» **EXCERPTED PASSAGE**:
#####

Keratoconus (KC) is a condition that causes vision distortion. It occurs when the normally round cornea becomes thin and cone-shaped. This abnormal change prevents the light from entering the eye, hindering the retina’s ability to focus and, thus, distorting the image.
In healthy individuals, light travels through the cornea past the lens to the retina, allowing the brain to create an image. The corneal surface is normally smooth, so light can pass through with ease. In case of keratoconus, the cornea becomes cone-shaped and its surface irregular, so the passing light is projected as a distorted image.
Here we will further explain the causes, symptoms, and treatment of keratoconus.
We know that in keratoconus the cornea becomes cone-shaped, but how exactly does this occur? The cornea is held in place by tiny fibers of the protein collagen. When these fibers weaken, the shape of the cornea can no longer be sustained and changes over time.
Keratoconus is caused by the decrease in protective antioxidants in the cornea. Antioxidants protect the fibers that hold the cornea in place, but if antioxidant levels are low, there is not enough protection available, hence the gradual weakening of collagen fibers.
It is quite common to see keratoconus run in families, so if parents or grandparents have had the condition, it’s important for children to monitor their eye health regularly. Keratoconus can take place as early as teenage years, and the shape of the cornea can change either rapidly or slowly.
The earliest sign of keratoconus is slightly blurry vision, frequent changes in eyeglass prescriptions, or vision that cannot be addressed with prescription glasses. Other symptoms may include sensitivity to light, difficulty driving at night, hallow around lights, eye strain, headaches, eye pain, and eye irritation or excessive eye rubbing.
In its early stage, keratoconus can be difficult to diagnose, as it can resemble other common eye problems. Proper diagnosis of keratoconus involves a trained eye professional.
The changes in the cornea associated with keratoconus severely impair the vision. In worst cases, a corneal transplant is required to restore vision. Laser eye surgery is not recommended for those living with keratoconus, because it can further weaken the cornea and lead to vision loss.
Keratoconus cannot be diagnosed based on symptoms alone, so you will require a proper eye examination. Your eye doctor will look for sudden changes of vision in one eye, double vision when looking through one eye, objects near and far appearing distorted, bright lights appearing to have halos, lights streaking, seeing triple ghost images, and being uncomfortable with driving at night.
Your doctor will also need to measure the shape of the cornea to confirm that the physical change has taken place.
Early treatment requires the use of prescription glasses or rigid contact lenses. There is a specific procedure known as PTK that helps smooth out the scar and improve contact lens wear.
Another treatment is known as collagen crosslinking, which is effective for preventing keratoconus progression. Implants called intacs are placed beneath the surface of the cornea to help reduce the cone shape and improve vision.
The last resort is cornea transplant, which replaces the patient’s cornea with a donor cornea that is stitched into place.
The type of treatment depends on the severity of keratoconus.

#####

» **TASKS TO CARRY OUT**:
#1 In the keratoconus text, the fibers of which protein hold the cornea in place?
#2 From the keratoconus text, write out the part that begins with the words containing "Keratoconus is caused" and ends with "of collagen fibers.".

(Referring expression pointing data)

#####

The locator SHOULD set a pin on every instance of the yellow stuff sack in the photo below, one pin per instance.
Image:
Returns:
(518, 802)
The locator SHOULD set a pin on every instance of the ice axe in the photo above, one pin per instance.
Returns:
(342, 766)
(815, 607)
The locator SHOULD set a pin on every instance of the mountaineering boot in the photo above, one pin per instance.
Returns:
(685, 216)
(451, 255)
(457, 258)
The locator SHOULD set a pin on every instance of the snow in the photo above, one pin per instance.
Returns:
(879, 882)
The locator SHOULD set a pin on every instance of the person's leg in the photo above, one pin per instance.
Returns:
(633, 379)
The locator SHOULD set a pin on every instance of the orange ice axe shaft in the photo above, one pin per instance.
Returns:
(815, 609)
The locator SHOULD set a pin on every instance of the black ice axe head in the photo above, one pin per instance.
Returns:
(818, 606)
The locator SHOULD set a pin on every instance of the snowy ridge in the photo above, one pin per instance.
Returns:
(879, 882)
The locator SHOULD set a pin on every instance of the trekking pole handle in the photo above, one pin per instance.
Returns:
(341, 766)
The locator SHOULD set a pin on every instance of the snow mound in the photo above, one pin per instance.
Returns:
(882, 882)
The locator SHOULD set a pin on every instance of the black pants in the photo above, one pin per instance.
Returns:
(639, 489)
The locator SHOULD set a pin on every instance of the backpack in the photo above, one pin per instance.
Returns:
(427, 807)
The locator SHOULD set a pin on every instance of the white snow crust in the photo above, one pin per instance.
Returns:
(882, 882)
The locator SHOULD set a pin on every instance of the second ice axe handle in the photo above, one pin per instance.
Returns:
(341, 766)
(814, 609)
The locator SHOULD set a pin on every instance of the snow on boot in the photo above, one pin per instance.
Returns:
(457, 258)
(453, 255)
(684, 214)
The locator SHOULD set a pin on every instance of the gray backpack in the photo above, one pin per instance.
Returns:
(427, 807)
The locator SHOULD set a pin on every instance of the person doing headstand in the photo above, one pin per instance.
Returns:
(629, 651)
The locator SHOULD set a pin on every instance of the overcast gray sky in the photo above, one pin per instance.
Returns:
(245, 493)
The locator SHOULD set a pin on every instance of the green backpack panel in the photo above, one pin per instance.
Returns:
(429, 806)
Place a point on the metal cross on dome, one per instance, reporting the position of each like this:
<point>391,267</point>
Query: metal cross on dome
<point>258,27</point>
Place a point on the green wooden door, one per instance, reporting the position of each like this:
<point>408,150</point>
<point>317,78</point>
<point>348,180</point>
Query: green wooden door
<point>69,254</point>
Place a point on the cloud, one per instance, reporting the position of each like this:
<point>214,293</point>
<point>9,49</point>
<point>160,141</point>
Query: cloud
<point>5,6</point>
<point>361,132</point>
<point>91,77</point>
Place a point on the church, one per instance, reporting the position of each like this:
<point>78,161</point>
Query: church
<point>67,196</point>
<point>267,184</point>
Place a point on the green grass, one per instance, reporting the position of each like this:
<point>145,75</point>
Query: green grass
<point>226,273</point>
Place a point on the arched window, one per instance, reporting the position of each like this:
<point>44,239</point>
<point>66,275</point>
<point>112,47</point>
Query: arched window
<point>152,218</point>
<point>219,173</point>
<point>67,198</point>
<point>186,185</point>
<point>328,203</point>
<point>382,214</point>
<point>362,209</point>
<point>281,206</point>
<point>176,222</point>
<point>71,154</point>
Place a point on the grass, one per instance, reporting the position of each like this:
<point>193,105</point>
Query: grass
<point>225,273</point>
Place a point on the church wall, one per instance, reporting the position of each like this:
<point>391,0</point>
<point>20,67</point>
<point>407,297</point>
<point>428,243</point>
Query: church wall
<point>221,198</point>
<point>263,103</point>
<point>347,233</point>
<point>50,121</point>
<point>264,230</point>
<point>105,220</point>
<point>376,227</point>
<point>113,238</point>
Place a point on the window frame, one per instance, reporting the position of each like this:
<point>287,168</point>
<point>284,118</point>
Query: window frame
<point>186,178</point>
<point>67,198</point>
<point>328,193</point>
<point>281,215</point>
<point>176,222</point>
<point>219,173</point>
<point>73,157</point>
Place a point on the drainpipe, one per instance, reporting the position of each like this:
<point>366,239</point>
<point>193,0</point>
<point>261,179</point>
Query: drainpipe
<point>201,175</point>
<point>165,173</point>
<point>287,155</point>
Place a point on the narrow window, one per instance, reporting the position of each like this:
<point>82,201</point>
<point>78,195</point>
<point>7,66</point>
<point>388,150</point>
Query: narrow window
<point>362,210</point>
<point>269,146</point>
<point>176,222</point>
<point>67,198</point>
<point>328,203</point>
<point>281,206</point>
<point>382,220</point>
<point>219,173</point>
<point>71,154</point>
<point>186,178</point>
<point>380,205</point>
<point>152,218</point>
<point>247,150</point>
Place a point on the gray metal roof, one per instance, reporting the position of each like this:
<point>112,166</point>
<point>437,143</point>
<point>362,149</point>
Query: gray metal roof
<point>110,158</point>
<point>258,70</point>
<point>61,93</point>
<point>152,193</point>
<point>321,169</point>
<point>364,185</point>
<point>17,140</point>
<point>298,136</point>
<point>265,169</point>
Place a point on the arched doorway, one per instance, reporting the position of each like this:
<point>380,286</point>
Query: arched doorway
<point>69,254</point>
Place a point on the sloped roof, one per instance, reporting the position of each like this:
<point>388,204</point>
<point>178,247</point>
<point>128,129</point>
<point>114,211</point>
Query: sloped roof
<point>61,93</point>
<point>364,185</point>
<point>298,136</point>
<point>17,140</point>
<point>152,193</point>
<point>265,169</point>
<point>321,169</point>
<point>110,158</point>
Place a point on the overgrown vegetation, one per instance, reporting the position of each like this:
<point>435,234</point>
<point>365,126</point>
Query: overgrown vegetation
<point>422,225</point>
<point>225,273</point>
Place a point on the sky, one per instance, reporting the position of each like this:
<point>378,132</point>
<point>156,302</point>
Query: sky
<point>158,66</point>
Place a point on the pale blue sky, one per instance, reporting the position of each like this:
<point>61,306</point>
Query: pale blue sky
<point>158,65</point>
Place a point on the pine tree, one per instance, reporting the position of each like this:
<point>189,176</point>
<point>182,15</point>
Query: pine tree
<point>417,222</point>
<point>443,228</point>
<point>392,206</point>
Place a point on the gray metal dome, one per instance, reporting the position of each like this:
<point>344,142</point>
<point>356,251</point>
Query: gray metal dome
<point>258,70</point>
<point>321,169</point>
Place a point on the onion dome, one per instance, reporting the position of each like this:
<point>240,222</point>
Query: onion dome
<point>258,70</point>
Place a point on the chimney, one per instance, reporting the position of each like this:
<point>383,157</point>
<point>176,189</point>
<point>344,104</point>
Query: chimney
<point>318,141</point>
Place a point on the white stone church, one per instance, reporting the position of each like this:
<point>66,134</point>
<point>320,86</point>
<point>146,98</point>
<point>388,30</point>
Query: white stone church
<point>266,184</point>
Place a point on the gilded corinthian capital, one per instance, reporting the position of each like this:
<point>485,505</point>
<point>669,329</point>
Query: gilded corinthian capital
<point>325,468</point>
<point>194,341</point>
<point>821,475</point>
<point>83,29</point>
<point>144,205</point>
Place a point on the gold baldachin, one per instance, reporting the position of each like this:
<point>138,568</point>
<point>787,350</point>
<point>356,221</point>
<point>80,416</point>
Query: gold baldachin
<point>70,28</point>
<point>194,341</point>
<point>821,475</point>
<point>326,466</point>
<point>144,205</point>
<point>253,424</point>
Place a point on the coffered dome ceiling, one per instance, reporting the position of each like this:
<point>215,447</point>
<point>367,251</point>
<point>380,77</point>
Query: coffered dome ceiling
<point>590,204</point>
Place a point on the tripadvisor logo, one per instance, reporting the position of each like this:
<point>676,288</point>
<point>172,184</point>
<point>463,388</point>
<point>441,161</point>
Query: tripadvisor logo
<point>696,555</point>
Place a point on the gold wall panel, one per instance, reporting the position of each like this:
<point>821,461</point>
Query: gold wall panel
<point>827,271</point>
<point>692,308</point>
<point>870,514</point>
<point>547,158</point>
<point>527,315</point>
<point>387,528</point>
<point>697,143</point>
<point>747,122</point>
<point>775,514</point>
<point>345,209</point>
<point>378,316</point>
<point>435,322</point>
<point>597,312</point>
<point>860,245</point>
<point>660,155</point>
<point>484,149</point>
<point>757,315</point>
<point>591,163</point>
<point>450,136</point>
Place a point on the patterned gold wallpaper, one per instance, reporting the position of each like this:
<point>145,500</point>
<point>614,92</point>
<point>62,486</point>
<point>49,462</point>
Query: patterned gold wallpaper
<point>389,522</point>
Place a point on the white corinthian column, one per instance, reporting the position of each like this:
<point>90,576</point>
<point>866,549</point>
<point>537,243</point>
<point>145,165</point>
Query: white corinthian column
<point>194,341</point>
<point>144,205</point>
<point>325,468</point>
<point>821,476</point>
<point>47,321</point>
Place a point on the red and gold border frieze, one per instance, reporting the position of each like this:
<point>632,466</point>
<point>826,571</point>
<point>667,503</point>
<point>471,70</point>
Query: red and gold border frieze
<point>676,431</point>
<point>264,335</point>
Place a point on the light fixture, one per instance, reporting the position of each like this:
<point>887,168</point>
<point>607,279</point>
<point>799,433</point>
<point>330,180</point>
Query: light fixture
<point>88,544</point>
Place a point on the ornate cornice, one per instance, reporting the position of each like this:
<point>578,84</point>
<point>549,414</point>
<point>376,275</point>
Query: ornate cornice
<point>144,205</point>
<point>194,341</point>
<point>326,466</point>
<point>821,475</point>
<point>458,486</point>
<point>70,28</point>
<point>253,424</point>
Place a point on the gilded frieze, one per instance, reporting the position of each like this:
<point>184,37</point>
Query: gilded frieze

#####

» **RESULTS OF THE TASKS**:
#1 Collagen

#2
Keratoconus is caused by the decrease in protective antioxidants in the cornea. Antioxidants protect the fibers that hold the cornea in place, but if antioxidant levels are low, there is not enough protection available, hence the gradual weakening of collagen fibers.